[Pointing records]
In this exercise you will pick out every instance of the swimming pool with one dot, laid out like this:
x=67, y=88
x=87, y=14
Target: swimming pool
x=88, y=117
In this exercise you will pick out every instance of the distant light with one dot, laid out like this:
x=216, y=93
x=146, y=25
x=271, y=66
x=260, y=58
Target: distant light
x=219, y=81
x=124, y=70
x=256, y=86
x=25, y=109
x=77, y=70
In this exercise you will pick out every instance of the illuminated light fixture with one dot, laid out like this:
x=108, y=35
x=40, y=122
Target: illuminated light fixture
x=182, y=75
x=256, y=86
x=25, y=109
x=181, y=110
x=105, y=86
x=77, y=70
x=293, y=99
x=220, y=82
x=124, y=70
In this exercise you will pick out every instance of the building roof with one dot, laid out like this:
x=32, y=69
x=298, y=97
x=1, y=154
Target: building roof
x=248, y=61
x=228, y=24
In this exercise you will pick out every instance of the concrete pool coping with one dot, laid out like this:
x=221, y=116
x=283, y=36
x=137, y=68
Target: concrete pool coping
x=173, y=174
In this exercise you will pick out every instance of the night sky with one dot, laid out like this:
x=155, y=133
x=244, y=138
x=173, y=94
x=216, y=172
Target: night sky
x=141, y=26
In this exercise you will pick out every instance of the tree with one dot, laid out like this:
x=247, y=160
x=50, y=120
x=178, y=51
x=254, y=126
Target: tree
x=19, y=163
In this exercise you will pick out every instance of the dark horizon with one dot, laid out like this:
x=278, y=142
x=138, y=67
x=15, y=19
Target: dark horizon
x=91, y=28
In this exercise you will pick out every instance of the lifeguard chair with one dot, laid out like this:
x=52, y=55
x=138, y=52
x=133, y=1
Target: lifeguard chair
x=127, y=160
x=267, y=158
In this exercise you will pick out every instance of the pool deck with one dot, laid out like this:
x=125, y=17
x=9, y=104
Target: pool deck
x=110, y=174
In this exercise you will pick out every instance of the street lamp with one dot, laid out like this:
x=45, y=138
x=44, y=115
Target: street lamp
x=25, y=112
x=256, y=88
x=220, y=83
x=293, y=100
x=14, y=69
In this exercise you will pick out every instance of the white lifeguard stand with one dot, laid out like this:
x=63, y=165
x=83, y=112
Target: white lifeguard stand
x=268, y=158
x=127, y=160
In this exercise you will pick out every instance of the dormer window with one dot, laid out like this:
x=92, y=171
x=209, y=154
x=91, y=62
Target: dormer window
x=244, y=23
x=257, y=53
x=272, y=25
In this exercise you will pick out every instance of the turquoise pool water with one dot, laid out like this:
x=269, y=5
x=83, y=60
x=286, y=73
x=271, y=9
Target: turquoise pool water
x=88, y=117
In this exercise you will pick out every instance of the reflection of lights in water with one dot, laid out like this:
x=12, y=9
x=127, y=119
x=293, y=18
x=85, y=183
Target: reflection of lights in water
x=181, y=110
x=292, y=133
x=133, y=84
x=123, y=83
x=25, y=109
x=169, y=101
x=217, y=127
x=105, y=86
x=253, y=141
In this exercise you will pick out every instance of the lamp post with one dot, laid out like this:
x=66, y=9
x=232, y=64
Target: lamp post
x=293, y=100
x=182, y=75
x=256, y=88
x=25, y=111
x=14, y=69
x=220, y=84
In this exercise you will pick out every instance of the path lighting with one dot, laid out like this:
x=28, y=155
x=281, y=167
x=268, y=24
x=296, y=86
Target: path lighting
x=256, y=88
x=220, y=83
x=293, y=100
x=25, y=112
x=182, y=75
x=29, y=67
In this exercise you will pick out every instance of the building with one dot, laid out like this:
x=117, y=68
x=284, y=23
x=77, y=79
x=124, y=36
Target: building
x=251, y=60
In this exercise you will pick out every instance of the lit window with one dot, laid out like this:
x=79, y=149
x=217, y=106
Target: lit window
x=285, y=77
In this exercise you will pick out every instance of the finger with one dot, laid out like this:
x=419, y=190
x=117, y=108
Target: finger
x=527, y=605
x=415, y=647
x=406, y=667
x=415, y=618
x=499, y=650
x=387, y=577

* * *

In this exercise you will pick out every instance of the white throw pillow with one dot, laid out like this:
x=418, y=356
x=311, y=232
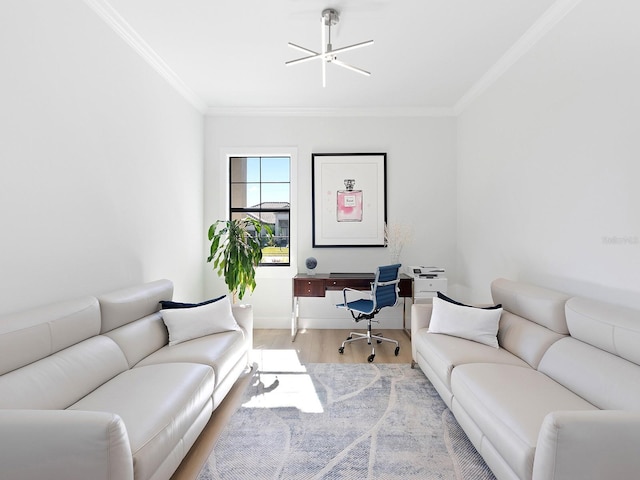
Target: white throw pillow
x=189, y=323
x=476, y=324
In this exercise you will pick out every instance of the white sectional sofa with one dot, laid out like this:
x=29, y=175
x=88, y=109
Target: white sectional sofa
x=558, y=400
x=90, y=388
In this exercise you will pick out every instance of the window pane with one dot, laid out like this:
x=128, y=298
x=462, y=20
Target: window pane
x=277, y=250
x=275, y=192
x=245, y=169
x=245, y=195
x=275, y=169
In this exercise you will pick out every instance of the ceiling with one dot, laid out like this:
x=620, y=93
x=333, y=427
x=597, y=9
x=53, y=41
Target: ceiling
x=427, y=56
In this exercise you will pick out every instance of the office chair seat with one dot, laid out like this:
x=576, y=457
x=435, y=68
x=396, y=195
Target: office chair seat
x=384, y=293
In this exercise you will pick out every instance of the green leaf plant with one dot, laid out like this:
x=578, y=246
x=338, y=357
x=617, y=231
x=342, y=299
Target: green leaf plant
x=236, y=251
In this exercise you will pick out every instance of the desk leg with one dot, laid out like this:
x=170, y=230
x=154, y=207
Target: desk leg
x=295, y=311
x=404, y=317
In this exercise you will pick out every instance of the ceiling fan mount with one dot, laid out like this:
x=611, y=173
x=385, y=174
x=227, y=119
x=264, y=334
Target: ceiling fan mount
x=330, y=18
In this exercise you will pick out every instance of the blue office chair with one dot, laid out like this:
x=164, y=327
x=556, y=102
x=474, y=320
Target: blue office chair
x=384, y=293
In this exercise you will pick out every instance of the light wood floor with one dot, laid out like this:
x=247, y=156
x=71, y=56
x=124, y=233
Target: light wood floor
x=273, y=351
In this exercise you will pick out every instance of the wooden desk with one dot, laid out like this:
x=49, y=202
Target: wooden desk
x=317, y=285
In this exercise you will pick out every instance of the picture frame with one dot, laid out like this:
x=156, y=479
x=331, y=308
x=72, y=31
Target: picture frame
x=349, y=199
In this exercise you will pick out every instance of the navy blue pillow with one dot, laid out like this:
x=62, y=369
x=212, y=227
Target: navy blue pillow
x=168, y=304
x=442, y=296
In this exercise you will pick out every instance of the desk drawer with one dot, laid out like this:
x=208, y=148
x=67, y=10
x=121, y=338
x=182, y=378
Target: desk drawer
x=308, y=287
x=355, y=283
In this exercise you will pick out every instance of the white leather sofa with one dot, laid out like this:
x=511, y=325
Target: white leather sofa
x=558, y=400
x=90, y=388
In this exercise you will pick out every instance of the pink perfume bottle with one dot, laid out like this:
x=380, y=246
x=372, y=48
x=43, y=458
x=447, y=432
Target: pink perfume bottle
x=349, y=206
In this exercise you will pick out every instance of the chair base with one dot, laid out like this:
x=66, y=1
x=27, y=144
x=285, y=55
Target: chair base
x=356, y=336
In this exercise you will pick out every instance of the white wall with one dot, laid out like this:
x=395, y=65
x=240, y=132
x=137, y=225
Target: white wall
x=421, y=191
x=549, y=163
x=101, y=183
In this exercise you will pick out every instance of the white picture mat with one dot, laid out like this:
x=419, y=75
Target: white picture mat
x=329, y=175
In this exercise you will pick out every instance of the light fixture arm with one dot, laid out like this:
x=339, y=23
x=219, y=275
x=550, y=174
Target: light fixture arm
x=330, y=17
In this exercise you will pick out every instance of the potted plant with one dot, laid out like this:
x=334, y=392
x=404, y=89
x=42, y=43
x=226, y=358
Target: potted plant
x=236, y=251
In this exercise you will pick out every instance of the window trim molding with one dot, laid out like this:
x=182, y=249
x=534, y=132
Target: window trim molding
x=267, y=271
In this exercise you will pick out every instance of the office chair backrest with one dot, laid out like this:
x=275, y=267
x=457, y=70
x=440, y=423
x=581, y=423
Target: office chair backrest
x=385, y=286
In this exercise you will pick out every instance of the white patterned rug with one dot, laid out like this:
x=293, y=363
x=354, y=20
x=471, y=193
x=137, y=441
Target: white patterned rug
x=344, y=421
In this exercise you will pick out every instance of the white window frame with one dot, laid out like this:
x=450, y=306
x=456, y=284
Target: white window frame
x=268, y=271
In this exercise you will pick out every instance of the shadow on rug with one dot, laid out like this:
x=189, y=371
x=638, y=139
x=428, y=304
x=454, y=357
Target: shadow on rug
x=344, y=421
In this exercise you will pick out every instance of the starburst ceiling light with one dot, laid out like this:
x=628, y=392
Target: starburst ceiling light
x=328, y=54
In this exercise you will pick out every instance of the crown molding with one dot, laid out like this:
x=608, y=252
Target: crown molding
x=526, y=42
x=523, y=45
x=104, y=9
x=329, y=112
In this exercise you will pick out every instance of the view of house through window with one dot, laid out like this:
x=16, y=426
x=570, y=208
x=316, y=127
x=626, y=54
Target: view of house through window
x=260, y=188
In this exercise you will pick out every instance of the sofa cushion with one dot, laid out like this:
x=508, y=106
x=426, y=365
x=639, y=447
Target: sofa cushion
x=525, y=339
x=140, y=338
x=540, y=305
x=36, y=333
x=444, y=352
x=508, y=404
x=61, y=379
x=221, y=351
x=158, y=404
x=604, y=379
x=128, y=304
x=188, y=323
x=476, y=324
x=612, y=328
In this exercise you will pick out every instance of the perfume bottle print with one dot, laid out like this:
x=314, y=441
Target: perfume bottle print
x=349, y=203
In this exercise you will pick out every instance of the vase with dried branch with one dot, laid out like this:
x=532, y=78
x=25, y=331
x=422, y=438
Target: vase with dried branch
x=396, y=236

| EXERCISE DESCRIPTION |
Copy out the data starting at the line containing "of the starburst" and ending at the line containing "x=328, y=54", requests included. Shift each answer coordinate by adding 129 to it.

| FINAL RESULT |
In this exercise you will pick out every instance of the starburst ceiling light with one dot, laid out like this:
x=628, y=392
Target: starburst ceiling light
x=457, y=183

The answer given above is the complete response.